GIVEN REQUEST: Put the lines of the records below into a Markdown table with the columns "Row" and "Line," numbering each row and skipping blank lines. Leave the pictures out of the table.

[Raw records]
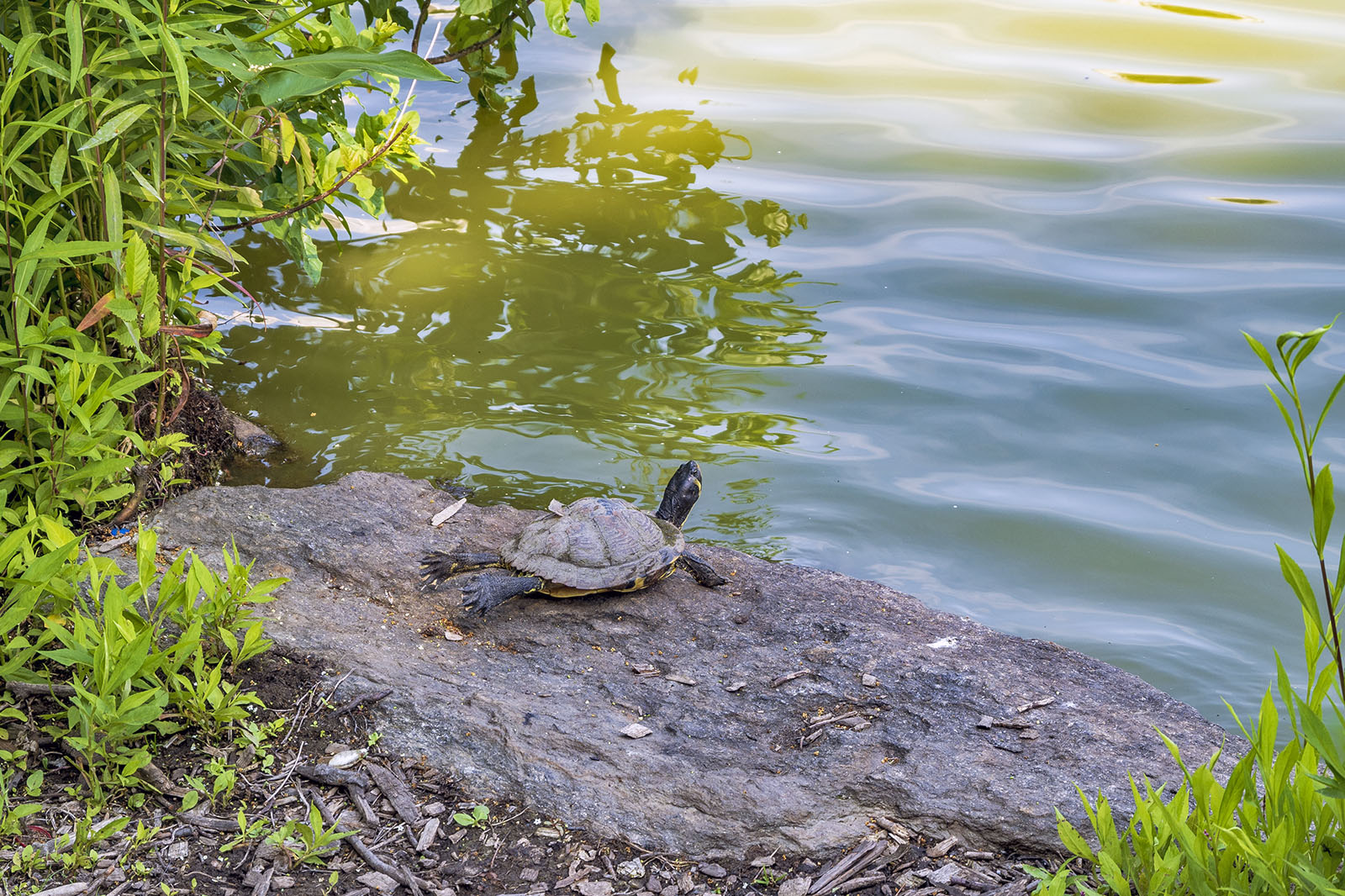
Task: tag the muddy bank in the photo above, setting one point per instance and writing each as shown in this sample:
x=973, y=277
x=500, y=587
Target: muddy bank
x=786, y=710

THE RESULT:
| Row | Line |
|---|---|
| 1 | Task: tag the muddy bank in the photo above, setting one point per instance and writing each as shown in this sample: |
| 2 | x=973, y=277 |
| 3 | x=500, y=587 |
| 4 | Target: muddy bank |
| 5 | x=786, y=710 |